* START SUPPLIED MATERIAL *

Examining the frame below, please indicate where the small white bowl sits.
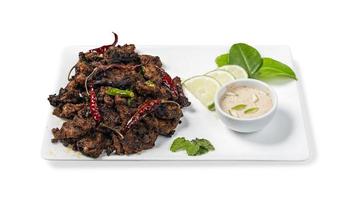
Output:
[215,79,278,133]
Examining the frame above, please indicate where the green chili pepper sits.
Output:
[145,80,156,87]
[106,87,134,98]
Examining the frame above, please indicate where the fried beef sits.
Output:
[48,40,190,158]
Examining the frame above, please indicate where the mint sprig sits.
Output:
[215,43,297,80]
[170,137,215,156]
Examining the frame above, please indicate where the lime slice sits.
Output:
[220,65,249,79]
[183,75,221,110]
[206,69,235,85]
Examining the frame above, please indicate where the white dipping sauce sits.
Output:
[221,86,273,119]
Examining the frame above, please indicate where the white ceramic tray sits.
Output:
[42,46,310,161]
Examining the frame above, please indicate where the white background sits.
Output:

* END SUPPLIED MATERIAL *

CHALLENGE - Reproduce all of the rows above verbatim, leaving out the picture.

WORKED ANSWER -
Examining the frame below, please indicate where the small white bowl sits.
Output:
[215,79,278,133]
Examining the frame above, please indicate where the green chili pepper sits.
Output:
[145,80,156,87]
[106,87,134,98]
Examining the frame above, please indicate where the fried beef sits.
Output:
[48,40,190,158]
Examining the frame above, please indicate where the mint sprig sits.
Output:
[215,43,297,80]
[170,137,215,156]
Examining the frame above, please indicate where the lime slice sits.
Output:
[220,65,249,79]
[183,75,221,110]
[206,69,235,85]
Examining the frame above, please indicate where the white dipping sauce sits.
Output:
[221,86,273,119]
Examining the frame above, please indicate where the white ceramic tray sits.
Output:
[42,46,310,161]
Examining the frame above, please indicate where the white background sits.
Output:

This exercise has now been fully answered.